→ Consegna a
Dalle righe qui sotto, estrai ogni riga che contiene la parola "paper".

→ Brano di partenza
┄┄┄┄┄┄
IL dileggio compiuto dalla Presidente del Consiglio nei confronti del Manifesto di Ventotene e dei suoi autori non ha precedenti nella storia della Repubblica per gravità e per dolo verso chi ha dato la vita per la nostra democrazia
E' ancora più grave che chi ha citato poche frasi estrapolate dal Manifesto, lo abbia fatto passare per una sorta di inno alla dittatura comunista, chiedendo per di più se qualcuno lo avesse letto.
Ebbene lo abbiamo letto e sappiamo benissimo come è nato quel Manifesto di Ventotene, quando è nato, e cosa costò ai suoi autori in quanto antifascisti
Perché esso non è solo un inno ad una Europa federale e democratica, ma è anche un appello ad una rivoluzione antifascista fatto nel momento in cui il nazifascismo era vincente, quindi un Manifesto che corrisponde ad un atto supremo di coraggio che allora si poteva definire disperato, ma che, soli quattro anni dopo risultò vincente.
Tanto che oggi tutte le grandi democrazie moderne europee ne riconoscono il valore inoppugnabile.
Ma la risposta migliore alle storpiature della Meloni è lo stesso Manifesto che in un suo passaggio cruciale, recita quanto segue: “"Auspicano la fine delle dittature immaginandola come la restituzione al popolo degli imprescrittibili diritti di autodeterminazione. Il coronamento dei loro sogni è un'assemblea costituente eletta col più esteso suffragio e col più scrupoloso rispetto degli elettori, la quale decida che costituzione il popolo debba darsi" Cioè l'esatto contrario rispetto a quanto la Meloni ha voluto farci credere
Ma il Manifesto di Ventotene non solo un appello antifascista, un inno alla democrazia e alla fratellanza tra i popoli, esso è anche una base solida, con i suoi principi di libertà e giustizia sociale, per ogni società che non voglia abbandonarsi alle derive di un capitalismo senza regole o ad una nomeklatura livellatrice di ogni istanza sociale, repressiva ed autoreferenziale
Il Manifesto inizia con una analisi lucida e spietata della società moderna in cui vivevano gli autori, sprofondata nella dittatura e nel totalitarismo : “La sovranità assoluta degli stati nazionali ha portato alla volontà di dominio sugli altri e considera suo "spazio vitale" territori sempre più vasti che gli permettano di muoversi liberamente e di assicurarsi i mezzi di esistenza senza dipendere da alcuno. Questa volontà di dominio non potrebbe acquietarsi che nell'egemonia dello stato più forte su tutti gli altri asserviti. In conseguenza lo stato, da tutelatore della libertà dei cittadini, si è trasformato in padrone di sudditi, tenuti a servirlo con tutte le facoltà per rendere massima l'efficienza bellica.” Cosa è questa se non una condanna di ogni forma di statolatria e di riduzione dell'essere umano a servo di uno stato autoreferenziale, cosa se non una condanna di ogni forma di colonialismo ed imperialismo?
┄┄┄┄┄┄
→ Estratto del dataset
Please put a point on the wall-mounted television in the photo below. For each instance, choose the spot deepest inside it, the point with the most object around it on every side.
┄┄┄┄┄┄
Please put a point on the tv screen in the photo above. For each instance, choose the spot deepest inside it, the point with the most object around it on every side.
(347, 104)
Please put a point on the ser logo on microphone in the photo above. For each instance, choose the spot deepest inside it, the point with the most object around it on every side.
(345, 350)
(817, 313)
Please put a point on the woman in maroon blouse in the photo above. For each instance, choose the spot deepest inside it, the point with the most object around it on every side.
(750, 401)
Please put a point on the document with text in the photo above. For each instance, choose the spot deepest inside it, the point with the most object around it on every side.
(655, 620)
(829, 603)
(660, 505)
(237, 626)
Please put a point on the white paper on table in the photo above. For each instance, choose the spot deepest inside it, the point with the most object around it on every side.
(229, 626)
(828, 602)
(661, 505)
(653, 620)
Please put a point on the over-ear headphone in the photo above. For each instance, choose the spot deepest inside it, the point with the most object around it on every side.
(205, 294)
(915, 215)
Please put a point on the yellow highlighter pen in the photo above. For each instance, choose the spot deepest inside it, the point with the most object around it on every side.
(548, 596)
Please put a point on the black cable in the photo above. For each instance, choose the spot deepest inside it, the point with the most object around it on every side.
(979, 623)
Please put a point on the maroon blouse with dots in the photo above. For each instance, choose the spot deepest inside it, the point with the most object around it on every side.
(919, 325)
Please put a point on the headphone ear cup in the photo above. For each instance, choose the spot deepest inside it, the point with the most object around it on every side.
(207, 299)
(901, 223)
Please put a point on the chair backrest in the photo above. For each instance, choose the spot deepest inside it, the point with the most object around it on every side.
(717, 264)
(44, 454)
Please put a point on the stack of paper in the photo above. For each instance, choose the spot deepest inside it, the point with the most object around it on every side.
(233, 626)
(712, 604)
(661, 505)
┄┄┄┄┄┄
→ Consegna b
Ricopia senza modifiche il passo del testo sul Manifesto di Ventotene che va da "Ebbene lo abbiamo" fino a "dopo risultò vincente." compreso.

→ Risultato completo a
Please put a point on the white paper on table in the photo above. For each instance, choose the spot deepest inside it, the point with the most object around it on every side.
Please put a point on the stack of paper in the photo above. For each instance, choose the spot deepest inside it, the point with the most object around it on every side.

→ Risultato completo b
Ebbene lo abbiamo letto e sappiamo benissimo come è nato quel Manifesto di Ventotene, quando è nato, e cosa costò ai suoi autori in quanto antifascisti
Perché esso non è solo un inno ad una Europa federale e democratica, ma è anche un appello ad una rivoluzione antifascista fatto nel momento in cui il nazifascismo era vincente, quindi un Manifesto che corrisponde ad un atto supremo di coraggio che allora si poteva definire disperato, ma che, soli quattro anni dopo risultò vincente.